____ Selected passage

Ex-sheriff's officer sentenced for drugs



The drug charges were almost four years old.
By PETER H. MILLIKEN
VINDICATOR STAFF WRITER
YOUNGSTOWN -- A former lieutenant in the Mahoning County Sheriff's Department has been sentenced to four years in prison and fined 1,000 after he pleaded guilty to three counts of drug possession and three counts of drug trafficking.
Michael S. "Beef" Terlecky, 51, of Leffingwell Road, Canfield, drew the sentence Thursday from Judge James C. Evans of Mahoning County Common Pleas Court, who said Terlecky would be on parole for three years after his release from prison. A sport utility vehicle used in the drug sales is also being forfeited.
Terlecky, who left the sheriff's department in 1988, served eight months in federal prison for taking mob bribes while he was a lieutenant.
Robert E. Duffrin, assistant county prosecutor, recommended a two-year prison sentence, and Terlecky and his lawyer, Don L. Hanni, asked that Terlecky be put on probation for the drug offenses. When Terlecky entered his plea last month, the prosecution agreed to drop four drug trafficking counts and two drug possession counts.
The trafficking charges stemmed from undercover buys of more than 200 OxyContin painkilling pills, which occurred mostly along U.S. Route 224, and the possession charges stemmed from his having oxycodone (the active ingredient in OxyContin) and Valium in his residence when authorities raided it and arrested him Aug. 29, 2003, Duffrin said. Offenses occurred between April 7 and Aug. 29, 2003.
Addiction
Terlecky become addicted to medications prescribed for him after a foot injury and "is not penitentiary material at his stage of life and in his present physical condition" of ill health, Hanni told the judge.
Terlecky, who walks with a cane, told the judge he didn't profit from drug sales.

________
____ Record extracts

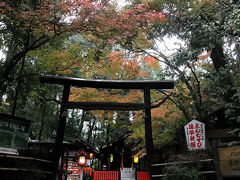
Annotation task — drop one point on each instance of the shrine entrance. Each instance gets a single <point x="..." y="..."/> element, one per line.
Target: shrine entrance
<point x="145" y="85"/>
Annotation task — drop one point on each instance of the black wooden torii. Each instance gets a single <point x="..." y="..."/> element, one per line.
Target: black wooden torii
<point x="68" y="82"/>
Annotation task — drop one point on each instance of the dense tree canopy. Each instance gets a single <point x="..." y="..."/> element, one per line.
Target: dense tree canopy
<point x="93" y="39"/>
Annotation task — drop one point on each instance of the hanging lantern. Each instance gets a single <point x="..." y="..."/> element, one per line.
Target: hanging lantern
<point x="135" y="158"/>
<point x="91" y="155"/>
<point x="111" y="158"/>
<point x="82" y="160"/>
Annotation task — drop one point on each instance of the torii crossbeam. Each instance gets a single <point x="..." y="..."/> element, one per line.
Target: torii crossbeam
<point x="69" y="82"/>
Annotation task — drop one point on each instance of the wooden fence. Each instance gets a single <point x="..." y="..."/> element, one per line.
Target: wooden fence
<point x="106" y="175"/>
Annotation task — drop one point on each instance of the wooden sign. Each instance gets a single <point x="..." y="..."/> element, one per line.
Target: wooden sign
<point x="230" y="160"/>
<point x="195" y="135"/>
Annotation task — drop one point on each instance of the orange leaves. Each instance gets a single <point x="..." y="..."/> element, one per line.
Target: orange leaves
<point x="205" y="56"/>
<point x="2" y="4"/>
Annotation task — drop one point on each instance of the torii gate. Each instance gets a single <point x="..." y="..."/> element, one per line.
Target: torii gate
<point x="68" y="82"/>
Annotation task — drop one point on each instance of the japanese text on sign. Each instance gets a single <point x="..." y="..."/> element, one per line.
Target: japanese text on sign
<point x="195" y="135"/>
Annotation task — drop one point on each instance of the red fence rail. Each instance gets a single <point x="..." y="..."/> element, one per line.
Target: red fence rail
<point x="106" y="175"/>
<point x="142" y="175"/>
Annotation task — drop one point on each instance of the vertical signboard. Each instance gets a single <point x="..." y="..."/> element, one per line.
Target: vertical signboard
<point x="195" y="135"/>
<point x="230" y="160"/>
<point x="14" y="132"/>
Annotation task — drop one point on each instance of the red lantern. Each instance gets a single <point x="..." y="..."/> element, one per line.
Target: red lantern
<point x="82" y="161"/>
<point x="82" y="158"/>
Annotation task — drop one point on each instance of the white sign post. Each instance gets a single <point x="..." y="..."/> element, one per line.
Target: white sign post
<point x="195" y="135"/>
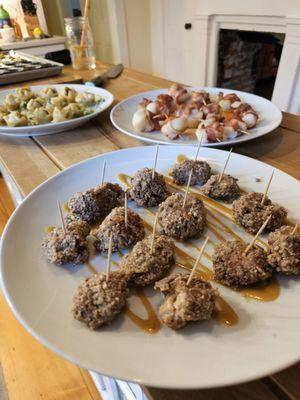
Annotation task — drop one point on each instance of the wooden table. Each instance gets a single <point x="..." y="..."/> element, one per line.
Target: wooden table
<point x="30" y="370"/>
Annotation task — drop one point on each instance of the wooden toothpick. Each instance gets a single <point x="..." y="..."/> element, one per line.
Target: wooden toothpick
<point x="198" y="148"/>
<point x="258" y="233"/>
<point x="126" y="209"/>
<point x="245" y="132"/>
<point x="62" y="218"/>
<point x="187" y="188"/>
<point x="267" y="188"/>
<point x="197" y="262"/>
<point x="153" y="233"/>
<point x="296" y="227"/>
<point x="155" y="161"/>
<point x="225" y="165"/>
<point x="103" y="172"/>
<point x="109" y="258"/>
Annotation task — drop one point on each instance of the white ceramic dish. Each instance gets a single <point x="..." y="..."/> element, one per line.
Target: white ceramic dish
<point x="270" y="118"/>
<point x="51" y="128"/>
<point x="203" y="355"/>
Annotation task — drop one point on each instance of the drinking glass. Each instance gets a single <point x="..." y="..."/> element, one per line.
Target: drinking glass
<point x="81" y="49"/>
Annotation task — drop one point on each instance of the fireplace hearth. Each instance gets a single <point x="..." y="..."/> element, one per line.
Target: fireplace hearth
<point x="249" y="61"/>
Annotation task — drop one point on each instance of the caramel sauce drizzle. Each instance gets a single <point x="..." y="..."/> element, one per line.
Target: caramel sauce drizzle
<point x="269" y="291"/>
<point x="206" y="200"/>
<point x="216" y="232"/>
<point x="152" y="323"/>
<point x="263" y="291"/>
<point x="224" y="313"/>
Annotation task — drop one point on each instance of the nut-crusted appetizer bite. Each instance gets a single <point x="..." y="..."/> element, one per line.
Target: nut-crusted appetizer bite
<point x="94" y="204"/>
<point x="76" y="225"/>
<point x="99" y="300"/>
<point x="122" y="236"/>
<point x="185" y="303"/>
<point x="284" y="250"/>
<point x="236" y="267"/>
<point x="179" y="221"/>
<point x="147" y="191"/>
<point x="201" y="172"/>
<point x="67" y="247"/>
<point x="250" y="213"/>
<point x="143" y="266"/>
<point x="223" y="188"/>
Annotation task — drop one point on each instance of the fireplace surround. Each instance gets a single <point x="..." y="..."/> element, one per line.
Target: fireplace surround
<point x="286" y="93"/>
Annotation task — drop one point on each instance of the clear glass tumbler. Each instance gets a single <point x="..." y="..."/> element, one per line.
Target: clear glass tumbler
<point x="81" y="48"/>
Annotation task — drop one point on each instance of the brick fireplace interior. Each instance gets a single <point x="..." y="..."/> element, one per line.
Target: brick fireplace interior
<point x="248" y="61"/>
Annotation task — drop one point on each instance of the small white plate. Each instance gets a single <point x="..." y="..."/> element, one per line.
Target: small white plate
<point x="269" y="118"/>
<point x="202" y="355"/>
<point x="51" y="128"/>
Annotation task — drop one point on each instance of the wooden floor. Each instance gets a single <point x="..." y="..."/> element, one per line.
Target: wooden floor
<point x="31" y="371"/>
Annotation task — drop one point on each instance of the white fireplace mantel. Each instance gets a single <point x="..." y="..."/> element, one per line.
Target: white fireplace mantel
<point x="286" y="94"/>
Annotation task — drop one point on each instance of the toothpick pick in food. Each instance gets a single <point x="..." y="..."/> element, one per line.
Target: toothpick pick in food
<point x="103" y="172"/>
<point x="61" y="217"/>
<point x="155" y="161"/>
<point x="109" y="258"/>
<point x="267" y="188"/>
<point x="198" y="148"/>
<point x="245" y="132"/>
<point x="126" y="209"/>
<point x="296" y="227"/>
<point x="187" y="188"/>
<point x="153" y="233"/>
<point x="197" y="262"/>
<point x="225" y="165"/>
<point x="258" y="233"/>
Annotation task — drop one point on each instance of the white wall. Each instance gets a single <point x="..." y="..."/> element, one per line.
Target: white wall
<point x="253" y="7"/>
<point x="137" y="19"/>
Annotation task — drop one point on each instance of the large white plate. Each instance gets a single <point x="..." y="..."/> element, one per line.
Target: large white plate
<point x="270" y="118"/>
<point x="50" y="128"/>
<point x="209" y="354"/>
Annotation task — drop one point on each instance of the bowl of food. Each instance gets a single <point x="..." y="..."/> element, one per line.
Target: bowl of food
<point x="184" y="115"/>
<point x="48" y="109"/>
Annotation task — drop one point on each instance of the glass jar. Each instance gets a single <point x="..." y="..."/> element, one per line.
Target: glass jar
<point x="81" y="49"/>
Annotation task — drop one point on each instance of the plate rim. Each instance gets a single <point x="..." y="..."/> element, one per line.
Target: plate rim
<point x="241" y="139"/>
<point x="68" y="357"/>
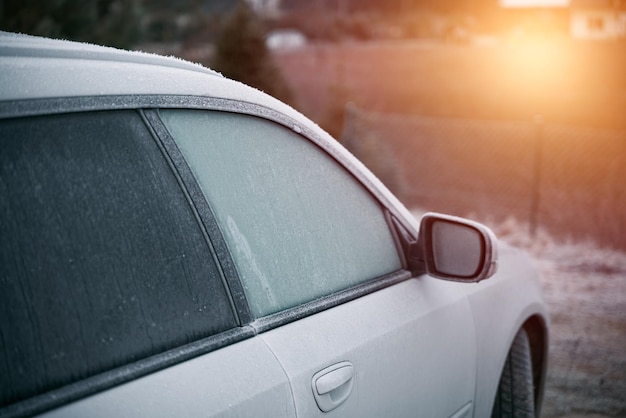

________

** The problem **
In the article about the ex-sheriff's officer, change "lieutenant" to "captain" and write out the passage starting at "By PETER H." and ending at "of drug trafficking.".

** Solution to this task **
By PETER H. MILLIKEN
VINDICATOR STAFF WRITER
YOUNGSTOWN -- A former captain in the Mahoning County Sheriff's Department has been sentenced to four years in prison and fined 1,000 after he pleaded guilty to three counts of drug possession and three counts of drug trafficking.